Kutiplah semua butir di bawah ini baris demi baris tanpa perubahan apa pun, tetapi jangan sertakan gambarnya.

───

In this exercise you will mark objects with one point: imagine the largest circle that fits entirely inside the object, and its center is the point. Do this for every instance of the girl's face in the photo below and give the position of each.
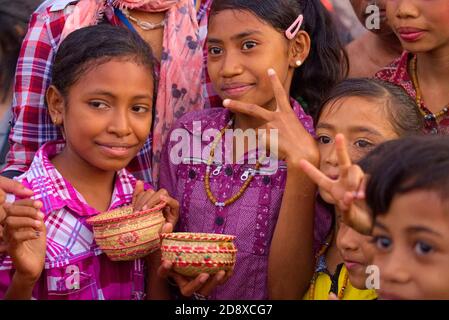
(241, 48)
(364, 123)
(421, 25)
(106, 115)
(412, 247)
(356, 251)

───

◆ Jawaban
In this exercise you will mark objects with one point: imagine the largest circle that fits entirely inside the object, and its center is the point. Do this for every instance of the girl's face in the photo below and give the position of each.
(241, 48)
(364, 123)
(421, 25)
(106, 115)
(412, 247)
(356, 251)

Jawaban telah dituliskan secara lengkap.